» **PAGE TEXT**
World Cup Skateboarding (WCS), sometimes referred to as World Cup of Skateboarding, is an international skateboarding organization that hosts the  World Championships of Skateboarding series and other skateboard competitions.

Overview
Focusing on the professional skateboarders, the first WCS championship took place in 1994 in Vancouver. Since 1995, WCS has grown the pro tour from 3 events in Canada and Germany to 25 events (in 2008), that encompass Canada, Germany, the United States, Brazil, the Czech Republic, England, France, Spain, Switzerland, Australia, Malaysia. For information on wes events, contact: World Cup Skateboarding P.O. Box 836 Soda Springs, California 95728.

» **DATA EXCERPT**

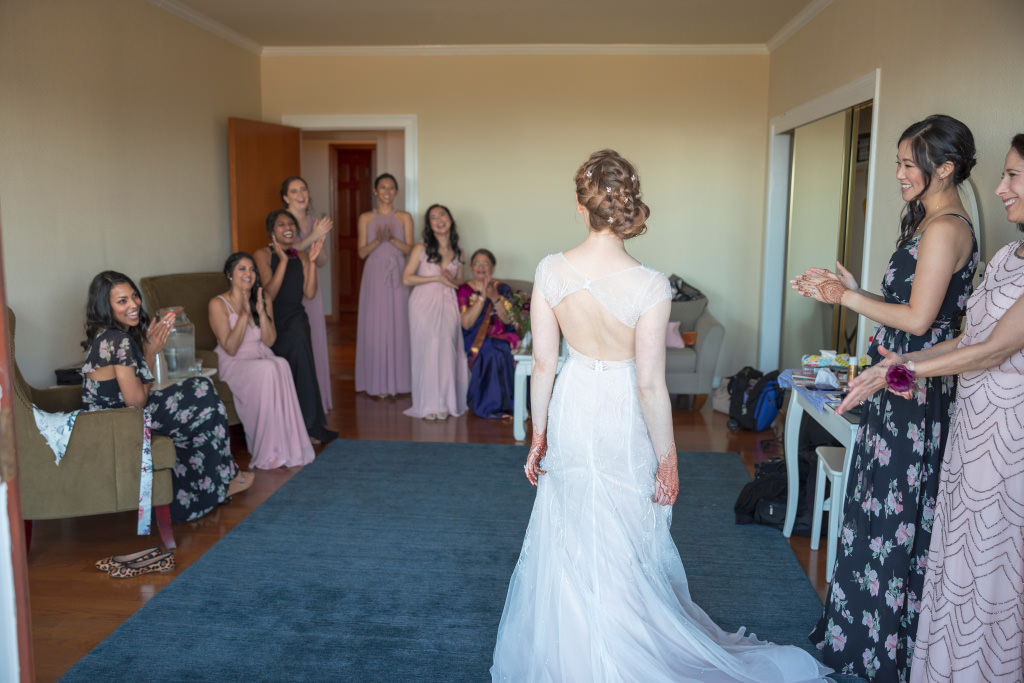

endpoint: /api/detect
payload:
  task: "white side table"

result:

» **DIRECTIONS FOR THIS TASK**
Transcribe the passage of the World Cup Skateboarding text from "World Cup Skateboarding (WCS), sometimes" up to and including "Springs, California 95728.". The lines are separate from the World Cup Skateboarding text.

» **EXPECTED OUTPUT**
World Cup Skateboarding (WCS), sometimes referred to as World Cup of Skateboarding, is an international skateboarding organization that hosts the  World Championships of Skateboarding series and other skateboard competitions.

Overview
Focusing on the professional skateboarders, the first WCS championship took place in 1994 in Vancouver. Since 1995, WCS has grown the pro tour from 3 events in Canada and Germany to 25 events (in 2008), that encompass Canada, Germany, the United States, Brazil, the Czech Republic, England, France, Spain, Switzerland, Australia, Malaysia. For information on wes events, contact: World Cup Skateboarding P.O. Box 836 Soda Springs, California 95728.